■ **Written instruction**
Please render the records as a Markdown table with columns Row and Line, starting at the line that contains "target: river" and ending at the line that contains "[[[23,91],[21,89],[12,88],[9,97],[12,99],[20,98],[23,96]]]", both included. Give one numbered row per line and leave out blank lines.

■ **Data provided**
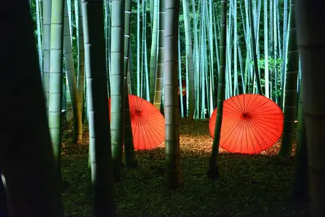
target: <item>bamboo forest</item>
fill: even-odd
[[[0,216],[325,216],[323,1],[3,1]]]

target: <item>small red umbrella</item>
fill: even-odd
[[[216,108],[209,130],[214,136]],[[258,153],[273,145],[282,134],[284,115],[271,100],[257,94],[241,94],[223,102],[220,147],[232,153]]]
[[[152,149],[165,140],[165,118],[152,104],[129,95],[131,126],[136,150]],[[111,119],[111,98],[109,99]]]

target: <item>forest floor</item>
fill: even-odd
[[[63,192],[67,216],[91,216],[87,199],[89,182],[86,129],[80,144],[71,144],[71,131],[63,140],[62,176],[69,187]],[[162,147],[136,151],[139,166],[123,169],[115,184],[119,216],[302,216],[308,205],[291,198],[294,162],[276,158],[279,144],[259,155],[230,154],[220,149],[219,179],[205,175],[212,139],[208,122],[181,122],[180,150],[184,185],[168,190],[161,168]],[[293,154],[293,151],[292,151]]]

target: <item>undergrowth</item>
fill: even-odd
[[[301,216],[308,205],[291,198],[293,161],[276,157],[279,144],[259,155],[229,154],[221,149],[220,176],[205,175],[212,140],[207,121],[181,122],[180,146],[184,185],[168,190],[164,178],[165,149],[136,151],[139,166],[123,169],[114,185],[119,216]],[[64,135],[62,176],[70,183],[63,193],[66,215],[91,216],[86,197],[88,131],[80,144]]]

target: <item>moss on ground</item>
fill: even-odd
[[[221,149],[217,182],[205,173],[212,140],[208,122],[181,122],[180,145],[184,186],[166,188],[163,144],[152,151],[136,151],[139,166],[123,169],[115,185],[119,216],[299,216],[308,205],[297,204],[290,195],[292,162],[281,162],[275,155],[279,144],[259,155],[229,154]],[[71,143],[65,131],[62,176],[70,182],[63,193],[66,215],[90,216],[86,199],[88,133],[80,144]]]

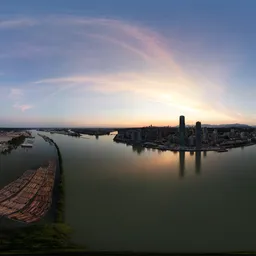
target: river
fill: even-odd
[[[42,134],[62,154],[65,217],[77,244],[112,251],[256,250],[256,146],[191,154],[136,149],[111,135]],[[33,149],[1,156],[0,186],[54,154],[36,136]]]

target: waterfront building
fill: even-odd
[[[179,125],[180,146],[185,146],[185,116],[180,116]]]
[[[208,130],[207,130],[207,127],[204,127],[204,129],[203,129],[203,140],[205,142],[208,141]]]
[[[194,135],[189,136],[189,138],[188,138],[188,145],[190,147],[194,147],[195,146],[195,136]]]
[[[213,131],[213,133],[212,133],[212,141],[213,141],[213,143],[214,143],[214,144],[217,144],[218,139],[219,139],[219,137],[218,137],[218,131],[217,131],[217,129],[214,129],[214,131]]]
[[[201,136],[201,122],[196,122],[196,148],[201,149],[202,136]]]

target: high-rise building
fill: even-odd
[[[202,138],[201,138],[201,122],[196,122],[196,149],[201,149]]]
[[[179,135],[180,135],[180,146],[185,146],[185,116],[180,116],[180,126],[179,126]]]
[[[203,140],[205,142],[208,141],[208,130],[207,130],[207,127],[204,127],[204,129],[203,129]]]
[[[213,133],[212,133],[212,142],[213,144],[216,144],[218,142],[218,131],[217,129],[214,129]]]

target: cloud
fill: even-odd
[[[198,69],[199,74],[191,74],[177,59],[175,45],[152,29],[122,20],[72,16],[0,22],[0,29],[19,27],[31,28],[31,34],[25,38],[28,41],[3,54],[35,59],[40,54],[38,70],[42,69],[44,77],[41,57],[47,52],[52,54],[47,64],[53,69],[58,66],[59,76],[39,78],[33,84],[36,88],[52,89],[46,99],[65,90],[77,90],[84,95],[88,91],[117,94],[117,97],[129,92],[139,95],[141,101],[163,104],[163,108],[170,109],[170,115],[172,110],[178,110],[198,118],[233,118],[228,107],[218,104],[225,102],[225,83],[206,76],[204,65]],[[61,55],[61,62],[51,63],[57,59],[54,54]],[[99,60],[94,66],[91,57]],[[11,97],[21,96],[15,90],[11,94]],[[43,97],[38,95],[38,98]],[[15,106],[22,111],[31,107]]]
[[[9,19],[9,20],[0,20],[0,29],[14,29],[20,27],[28,27],[37,24],[34,19]]]
[[[21,110],[22,112],[24,112],[24,111],[26,111],[26,110],[28,110],[28,109],[33,108],[32,105],[27,105],[27,104],[20,105],[20,104],[18,104],[18,103],[16,103],[15,105],[13,105],[13,107],[16,108],[16,109]]]
[[[23,91],[21,89],[12,88],[9,97],[12,99],[20,98],[23,96]]]

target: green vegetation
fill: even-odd
[[[24,135],[21,135],[19,137],[12,138],[9,141],[9,144],[13,145],[13,146],[19,146],[25,141],[25,139],[26,139],[26,137]]]
[[[25,139],[25,138],[24,138]],[[23,140],[24,140],[23,139]],[[12,143],[17,143],[14,140]],[[62,156],[58,145],[50,138],[47,141],[57,150],[60,179],[58,184],[58,201],[54,223],[38,223],[17,229],[1,229],[0,251],[15,253],[64,252],[84,250],[75,246],[70,239],[71,229],[64,223],[64,171]]]
[[[8,150],[5,150],[4,152],[1,152],[0,154],[7,155],[10,154],[13,149],[16,149],[18,146],[20,146],[22,143],[24,143],[26,137],[24,135],[21,135],[19,137],[12,138],[8,142]]]
[[[70,243],[70,228],[65,224],[32,225],[6,229],[1,235],[1,251],[42,251],[75,248]]]

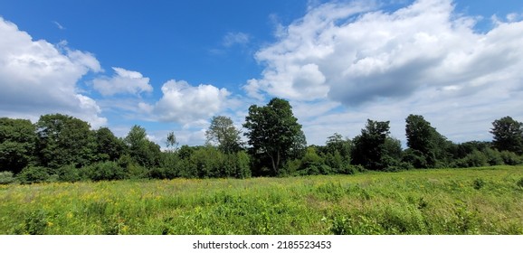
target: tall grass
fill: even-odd
[[[523,234],[521,166],[0,185],[1,234]]]

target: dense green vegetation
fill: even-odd
[[[0,185],[0,234],[523,234],[523,167]]]
[[[134,126],[124,137],[81,119],[43,115],[32,124],[0,118],[0,183],[120,179],[249,178],[352,174],[422,168],[517,165],[523,161],[523,124],[504,117],[492,123],[492,142],[455,144],[423,116],[405,118],[406,149],[390,136],[388,121],[368,119],[353,139],[335,133],[324,145],[307,145],[287,100],[252,106],[243,136],[231,118],[214,117],[201,146],[179,146],[174,132],[166,149]]]

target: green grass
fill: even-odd
[[[0,234],[523,234],[522,166],[0,185]]]

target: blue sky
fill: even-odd
[[[289,99],[309,144],[421,114],[455,142],[523,121],[519,1],[0,2],[0,116],[65,113],[163,145]]]

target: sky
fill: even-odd
[[[290,101],[309,144],[424,117],[456,143],[523,121],[523,2],[0,2],[0,117],[62,113],[165,145]],[[243,129],[245,131],[245,129]]]

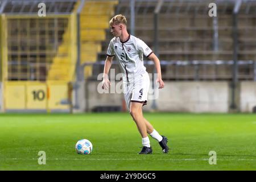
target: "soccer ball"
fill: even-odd
[[[79,154],[90,154],[92,151],[92,144],[89,140],[82,139],[76,143],[75,148]]]

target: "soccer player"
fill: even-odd
[[[115,15],[109,22],[110,32],[114,38],[110,40],[107,51],[102,89],[108,89],[110,85],[108,75],[113,56],[115,56],[123,75],[126,105],[142,138],[143,148],[139,154],[152,154],[147,134],[158,141],[163,153],[167,153],[167,138],[159,135],[142,113],[142,106],[147,104],[150,86],[149,76],[143,65],[143,54],[154,62],[158,75],[156,82],[162,89],[164,82],[162,80],[160,61],[144,42],[128,33],[126,24],[126,19],[121,14]]]

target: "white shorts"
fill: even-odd
[[[123,84],[125,102],[129,110],[131,102],[147,104],[150,87],[150,77],[147,72],[136,77],[133,83]]]

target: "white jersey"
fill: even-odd
[[[116,56],[123,73],[123,82],[128,84],[134,82],[139,75],[147,72],[143,65],[143,55],[148,57],[152,52],[144,42],[129,35],[124,42],[119,38],[113,38],[109,43],[107,55]]]

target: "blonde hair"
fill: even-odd
[[[126,26],[127,20],[125,16],[122,14],[119,14],[114,16],[109,21],[109,25],[112,26],[113,24],[118,24],[119,23],[123,23]]]

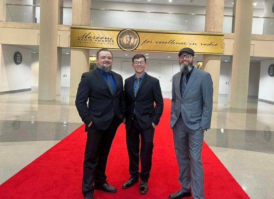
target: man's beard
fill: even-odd
[[[185,66],[183,64],[180,64],[180,70],[182,72],[190,72],[191,70],[192,70],[192,64],[191,63],[188,64],[187,66]]]
[[[111,71],[112,65],[110,65],[110,66],[106,66],[104,64],[102,66],[98,65],[98,67],[104,71],[106,73],[108,73]]]

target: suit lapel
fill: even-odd
[[[177,87],[175,87],[175,92],[176,95],[179,97],[179,98],[180,100],[182,100],[181,96],[181,88],[180,88],[180,83],[181,82],[181,76],[182,76],[182,72],[181,72],[179,74],[179,75],[176,77],[175,79],[174,80],[174,85],[178,85]]]
[[[142,89],[143,85],[145,84],[145,83],[147,81],[147,75],[145,74],[144,75],[144,77],[143,77],[143,80],[142,80],[141,82],[141,85],[139,87],[139,88],[138,89],[138,91],[137,91],[137,94],[136,94],[136,96],[138,95],[138,93],[139,93],[139,91]]]
[[[197,69],[194,66],[193,68],[193,70],[192,71],[192,72],[191,73],[191,75],[190,75],[190,77],[189,77],[189,79],[188,80],[188,82],[186,84],[186,87],[185,87],[185,89],[184,90],[184,95],[183,96],[182,99],[184,98],[185,95],[187,93],[187,91],[189,89],[189,88],[191,86],[191,84],[193,83],[194,81],[197,77]]]
[[[117,76],[116,74],[114,74],[112,71],[111,72],[112,73],[112,75],[113,76],[113,77],[114,78],[114,81],[115,81],[115,84],[116,84],[116,89],[115,89],[115,91],[114,91],[114,94],[113,94],[113,96],[115,96],[116,94],[116,92],[117,92],[117,90],[118,89],[119,87],[120,87],[120,82],[118,81],[118,79],[117,79]]]
[[[108,85],[106,83],[106,82],[105,81],[105,79],[104,79],[103,75],[101,73],[100,71],[99,71],[99,69],[98,68],[98,67],[96,68],[96,69],[95,69],[95,70],[94,71],[94,72],[96,76],[97,76],[97,78],[98,78],[98,79],[104,85],[104,86],[105,86],[105,87],[106,87],[108,89],[108,91],[109,91],[109,92],[110,92],[110,93],[111,95],[111,93],[110,91],[110,88],[109,88],[109,86],[108,86]]]
[[[129,90],[129,93],[132,95],[133,98],[135,98],[134,95],[134,89],[133,87],[134,86],[134,76],[135,75],[130,77],[129,79],[129,85],[128,85],[128,88]]]

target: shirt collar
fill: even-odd
[[[141,79],[142,80],[143,79],[143,77],[144,77],[146,74],[146,73],[145,72],[143,73],[143,74],[142,74],[142,75],[140,78],[140,79]],[[136,78],[136,74],[134,74],[134,80],[136,80],[137,79],[137,78]]]
[[[99,68],[99,66],[97,66],[97,67],[98,67],[98,69],[99,69],[99,71],[100,71],[100,73],[101,73],[101,74],[103,75],[103,74],[104,74],[104,73],[105,73],[105,72],[102,69]],[[111,71],[110,71],[110,72],[109,72],[109,73],[110,74],[112,75],[112,73],[111,73]]]

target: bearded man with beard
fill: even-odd
[[[193,65],[194,51],[184,48],[178,54],[180,72],[172,79],[170,128],[172,129],[179,183],[170,199],[191,196],[204,199],[201,151],[204,132],[210,128],[213,87],[210,74]]]
[[[105,172],[112,141],[125,111],[122,76],[111,70],[112,53],[100,49],[96,61],[97,68],[82,75],[75,100],[87,131],[82,184],[85,199],[93,199],[94,190],[117,192],[107,183]]]

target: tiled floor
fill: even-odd
[[[0,94],[0,184],[82,124],[68,91],[50,101],[36,89]],[[273,199],[274,104],[251,97],[240,110],[227,101],[214,103],[205,140],[251,198]]]

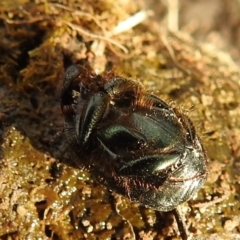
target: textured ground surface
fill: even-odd
[[[240,3],[184,0],[182,32],[168,34],[169,8],[152,2],[0,2],[0,239],[179,239],[171,214],[115,196],[73,165],[59,96],[64,68],[83,58],[194,106],[209,177],[181,212],[193,239],[240,239]],[[144,7],[155,16],[113,36]]]

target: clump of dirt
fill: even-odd
[[[186,20],[191,16],[187,7],[197,5],[184,2],[180,27],[210,40],[225,33],[224,49],[237,52],[231,33],[239,17],[234,20],[229,13],[240,8],[238,1],[222,0],[214,8],[216,16],[227,16],[229,26],[218,20],[207,29]],[[207,183],[181,206],[189,232],[194,239],[240,236],[239,67],[227,53],[187,33],[163,31],[156,19],[166,21],[166,5],[148,4],[1,1],[1,239],[179,239],[171,213],[112,195],[71,161],[59,98],[63,73],[72,63],[100,72],[115,68],[188,112],[210,161]],[[158,7],[163,16],[155,14],[116,34],[119,22],[143,6],[151,12]]]

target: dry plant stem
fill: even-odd
[[[151,14],[151,11],[149,11],[149,10],[142,10],[140,12],[137,12],[136,14],[127,18],[126,20],[120,22],[113,29],[111,34],[112,35],[117,35],[119,33],[130,30],[131,28],[135,27],[139,23],[143,22],[150,14]]]
[[[168,30],[178,31],[178,0],[168,0]]]
[[[119,47],[120,49],[122,49],[123,52],[125,52],[126,54],[128,53],[128,50],[123,45],[121,45],[118,42],[114,41],[110,37],[96,35],[96,34],[87,32],[83,28],[81,28],[81,27],[79,27],[79,26],[77,26],[75,24],[72,24],[70,22],[64,21],[64,20],[61,20],[61,22],[66,24],[67,26],[71,27],[72,29],[76,30],[77,32],[79,32],[80,34],[82,34],[84,36],[91,37],[93,39],[101,39],[101,40],[104,40],[106,42],[112,43],[112,44],[116,45],[117,47]]]
[[[178,229],[181,235],[182,240],[188,240],[189,238],[189,234],[188,234],[188,230],[186,228],[186,224],[182,219],[182,216],[178,210],[178,208],[175,208],[171,211],[177,221],[177,225],[178,225]]]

■ **Output of the exercise**
| Row | Line |
|---|---|
| 1 | target: river |
| 2 | fill: even-odd |
| 3 | [[[42,134],[62,154],[65,217],[77,244],[112,251],[256,250],[256,146],[191,154],[136,149],[111,135]],[[33,149],[1,156],[0,186],[54,154],[36,136]]] |
| 4 | target: waterfront building |
| 5 | fill: even-odd |
| 6 | [[[179,125],[180,146],[185,146],[185,116],[180,116]]] |
| 7 | [[[208,130],[207,130],[207,127],[204,127],[204,129],[203,129],[203,140],[205,142],[208,141]]] |
| 8 | [[[194,135],[189,136],[189,138],[188,138],[188,145],[190,147],[194,147],[195,146],[195,136]]] |
| 9 | [[[213,131],[213,133],[212,133],[212,141],[213,141],[213,143],[214,143],[214,144],[217,144],[218,139],[219,139],[219,137],[218,137],[218,131],[217,131],[217,129],[214,129],[214,131]]] |
| 10 | [[[201,136],[201,122],[196,122],[196,148],[201,149],[202,136]]] |
| 11 | target: high-rise building |
| 12 | fill: even-odd |
| 13 | [[[202,138],[201,138],[201,122],[196,122],[196,149],[201,149]]] |
| 14 | [[[179,135],[180,135],[180,146],[185,146],[185,116],[180,116],[180,126],[179,126]]] |
| 15 | [[[203,140],[205,142],[208,141],[208,130],[207,130],[207,127],[204,127],[204,129],[203,129]]] |
| 16 | [[[213,133],[212,133],[212,142],[213,144],[216,144],[218,142],[218,131],[217,129],[214,129]]] |
| 17 | target: cloud |
| 18 | fill: even-odd |
| 19 | [[[198,69],[199,74],[191,74],[177,59],[175,45],[152,29],[122,20],[72,16],[0,22],[0,29],[19,27],[31,28],[31,34],[25,38],[28,41],[3,54],[35,59],[40,54],[38,70],[42,69],[44,77],[41,57],[47,52],[52,54],[47,64],[53,69],[58,66],[59,76],[39,78],[33,84],[36,88],[52,89],[46,99],[65,90],[77,90],[84,95],[88,91],[117,94],[117,97],[129,92],[139,95],[141,101],[163,104],[163,108],[170,109],[170,115],[172,110],[178,110],[198,118],[233,118],[228,107],[218,104],[225,102],[225,83],[206,76],[204,65]],[[61,55],[61,62],[51,63],[57,59],[54,54]],[[99,60],[94,66],[91,57]],[[11,97],[21,96],[15,90],[11,94]],[[43,97],[38,95],[38,98]],[[15,106],[22,111],[31,107]]] |
| 20 | [[[9,19],[9,20],[0,20],[0,29],[14,29],[20,27],[28,27],[37,24],[34,19]]] |
| 21 | [[[21,110],[22,112],[24,112],[24,111],[26,111],[26,110],[28,110],[28,109],[33,108],[32,105],[27,105],[27,104],[20,105],[20,104],[18,104],[18,103],[16,103],[15,105],[13,105],[13,107],[16,108],[16,109]]] |
| 22 | [[[23,91],[21,89],[12,88],[9,97],[12,99],[20,98],[23,96]]] |